What you need to do:
Among the entries below, extract exactly the lines that run from the one with "Target: white bucket" through the one with "Target: orange life jacket", both ends included.

Dataset excerpts:
%%

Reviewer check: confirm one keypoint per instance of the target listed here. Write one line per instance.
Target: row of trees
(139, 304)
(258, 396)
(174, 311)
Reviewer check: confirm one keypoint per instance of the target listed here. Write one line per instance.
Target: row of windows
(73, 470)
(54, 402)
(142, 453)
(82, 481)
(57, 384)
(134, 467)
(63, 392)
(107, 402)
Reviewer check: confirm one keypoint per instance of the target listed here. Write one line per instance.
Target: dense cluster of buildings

%%
%%

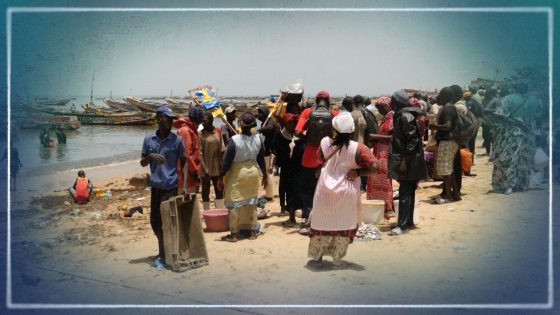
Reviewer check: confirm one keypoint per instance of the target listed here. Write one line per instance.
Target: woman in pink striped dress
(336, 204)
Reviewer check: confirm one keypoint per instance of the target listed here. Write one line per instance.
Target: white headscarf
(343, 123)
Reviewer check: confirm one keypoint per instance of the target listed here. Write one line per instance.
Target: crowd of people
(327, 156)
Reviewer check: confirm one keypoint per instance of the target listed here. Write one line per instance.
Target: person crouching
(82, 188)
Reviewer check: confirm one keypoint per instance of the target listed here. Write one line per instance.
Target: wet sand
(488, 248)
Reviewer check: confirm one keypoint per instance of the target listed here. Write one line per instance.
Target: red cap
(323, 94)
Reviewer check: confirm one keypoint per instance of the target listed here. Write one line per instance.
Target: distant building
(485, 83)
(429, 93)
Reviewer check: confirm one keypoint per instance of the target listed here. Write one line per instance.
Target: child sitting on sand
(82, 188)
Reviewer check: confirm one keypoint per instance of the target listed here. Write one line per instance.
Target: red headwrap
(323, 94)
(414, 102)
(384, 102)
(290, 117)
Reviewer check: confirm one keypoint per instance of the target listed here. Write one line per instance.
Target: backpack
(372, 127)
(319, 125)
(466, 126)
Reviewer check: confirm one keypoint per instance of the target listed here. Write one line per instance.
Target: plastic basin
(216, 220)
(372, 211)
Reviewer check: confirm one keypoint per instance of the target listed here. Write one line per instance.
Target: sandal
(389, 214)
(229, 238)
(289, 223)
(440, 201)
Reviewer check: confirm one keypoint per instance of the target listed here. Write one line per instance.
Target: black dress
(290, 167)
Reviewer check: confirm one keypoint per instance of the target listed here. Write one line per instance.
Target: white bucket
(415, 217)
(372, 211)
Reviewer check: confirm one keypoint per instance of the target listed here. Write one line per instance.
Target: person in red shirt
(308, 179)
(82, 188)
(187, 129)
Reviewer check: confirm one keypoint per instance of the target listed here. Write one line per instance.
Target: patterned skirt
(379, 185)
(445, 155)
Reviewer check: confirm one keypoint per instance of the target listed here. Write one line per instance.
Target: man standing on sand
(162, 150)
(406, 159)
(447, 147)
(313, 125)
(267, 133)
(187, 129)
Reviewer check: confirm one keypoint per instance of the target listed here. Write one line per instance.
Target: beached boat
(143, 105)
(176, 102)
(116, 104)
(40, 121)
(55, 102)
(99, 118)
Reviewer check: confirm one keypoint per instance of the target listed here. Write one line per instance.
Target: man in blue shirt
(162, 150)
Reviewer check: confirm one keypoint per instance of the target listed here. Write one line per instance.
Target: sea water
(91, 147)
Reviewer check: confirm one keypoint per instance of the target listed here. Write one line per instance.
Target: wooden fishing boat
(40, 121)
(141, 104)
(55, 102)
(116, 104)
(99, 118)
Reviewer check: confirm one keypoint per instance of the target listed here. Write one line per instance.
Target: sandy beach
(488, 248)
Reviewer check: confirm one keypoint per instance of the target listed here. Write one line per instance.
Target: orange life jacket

%%
%%

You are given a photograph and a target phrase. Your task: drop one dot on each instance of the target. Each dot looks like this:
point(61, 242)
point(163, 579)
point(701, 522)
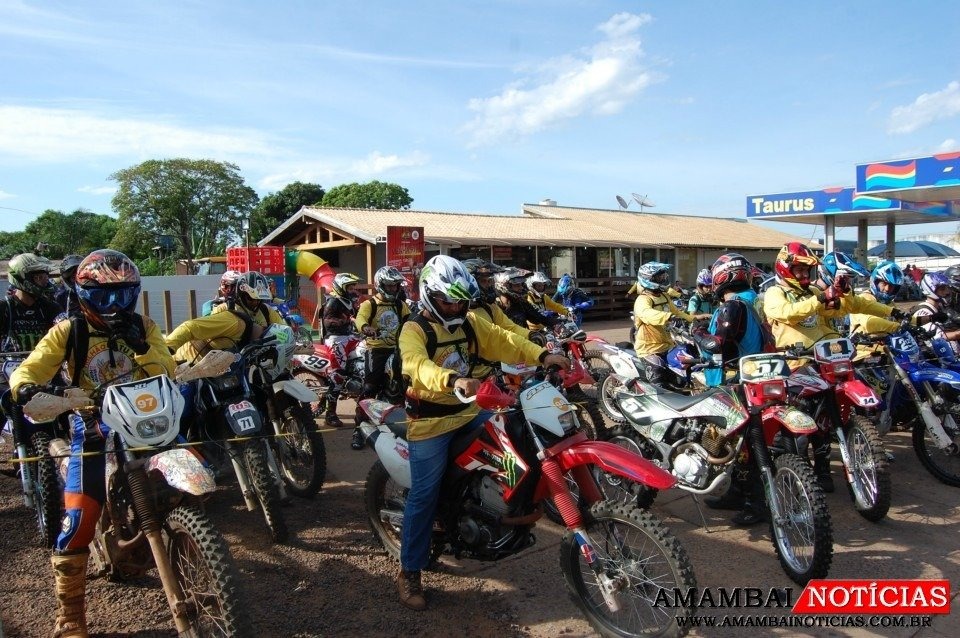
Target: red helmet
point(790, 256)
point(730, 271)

%%

Answer space:
Target: white bucket
(415, 217)
(372, 211)
Reviewer check: confirm one keypoint per instance of the target listed here. Write one line per instance.
Target: person in red shirt
(308, 179)
(82, 188)
(187, 129)
Reviewer check: confirm one keypoint per instance of the target listed here. Write one line per instance.
Target: patterned skirt
(379, 185)
(445, 155)
Reviewer check: confirm one keypoint per instance of the target listed here. Write one line per instance.
Target: man standing on sand
(162, 150)
(406, 159)
(447, 147)
(313, 125)
(267, 133)
(187, 129)
Reviewer check: confirm one keypoint per instance of the target listed here. Write one line per instance.
Target: beached boat
(143, 105)
(176, 102)
(116, 104)
(40, 121)
(55, 102)
(99, 118)
Reviewer check: confirm one keypoint per instance of the target listed here. Write one line per instance.
Target: man in blue shirt
(162, 150)
Reviewer check: confirm one keypoint per instance of the target listed here. Write one line per instance.
Target: sea water
(91, 147)
Reviewer check: confirm one keypoint per instance of the target listed here. Write one line per instance.
Target: wooden fishing boat
(40, 121)
(141, 104)
(55, 102)
(116, 104)
(99, 118)
Reviewer check: confirm one keypoint per instance of the target listed here. Write one line per instance.
Target: sandy beach
(488, 248)
Reviewer check: confirm one keypoint per instance of the target listed here. Write one line per instance.
Target: orange life jacket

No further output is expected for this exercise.